■ Texte fourni ■
● ● ● ●
C'est un grand-père comme un autre qui pose des questions de grand-père (comment le préadolescent envisage son avenir professionnel, quels sont ses centres d'intérêt...), mais pas tout à fait, pas seulement. Car c'est aussi un ancien chirurgien cardiaque venu à l'écriture, croisé dans le récit autobiographique L'aiguille (Denoël, 2010), inspiré de son expérience de médecin du cœur, et dans le roman Le sens de l'orientation (Bourgois, 2015), autoportrait masqué en praticien efficace mais amoureux déboussolé.
Angelo est un préadolescent comme les autres. Presque. Il veut faire du codage, « travailler dans l'algorithme ». Apprendre le langage informatique. Il manifeste une révérence joueuse vis-à-vis de ce grand-père cultivé qu'il appelle par son prénom et avec qui il parle librement. Il n'est pas plus impressionné que ça. Il retourne les questions - « Et toi, qu'est-ce que tu veux faire plus tard ? » -, les reformule, demande des précisions, relève les bizarreries, les incohérences des récits, fait un peu de provocation (légère). C'est un garçon de son époque, qui arrive après le collège en trottinette, engage la conversation assis tête en bas sur le fauteuil. Qui trouve que « La littérature c'est trop lent ». Et reproche parfois à son ascendant d'avoir « tendance à forcer les choses ».
● ● ● ●
■ Travail à faire ■
- A) Répondez brièvement aux questions suivantes sur le texte sur Angelo et son grand-père.
(i) Quel métier le grand-père exerçait-il autrefois ?
(ii) Par quel moyen Angelo arrive-t-il après le collège ?
(iii) Que reproche Angelo à la littérature ?
- B) Prolongez le texte sur Angelo et son grand-père en reprenant juste après sa dernière phrase.
Les items qui suivent n'ont aucun lien avec le texte sur Angelo et son grand-père.

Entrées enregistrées
● ● ● ●
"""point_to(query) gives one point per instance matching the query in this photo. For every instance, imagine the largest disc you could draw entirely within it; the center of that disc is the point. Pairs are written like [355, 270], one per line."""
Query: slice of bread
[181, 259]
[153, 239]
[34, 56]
● ● ● ●
■ Résultats finaux ■
- A)
(i) Il était chirurgien cardiaque.
(ii) Il arrive en trottinette.
(iii) Il trouve qu'elle est trop lente.

- B)
Dans leurs échanges, on lit le respect complice et la curiosité réciproque. L'humour d'Angelo. La tendresse admirative de son grand-père. Il joue son rôle de courroie de transmission quand il déroule la généalogie : les ancêtres italiens, le parcours de son propre père né d'un père juif d'origine hongroise et d'une mère chrétienne de famille vénitienne, dans une fratrie de neuf enfants, et arrivé en France entre les deux guerres. Un homme dont la vie garde une grande part de mystère, qui a fini par choisir le français au détriment de sa langue maternelle.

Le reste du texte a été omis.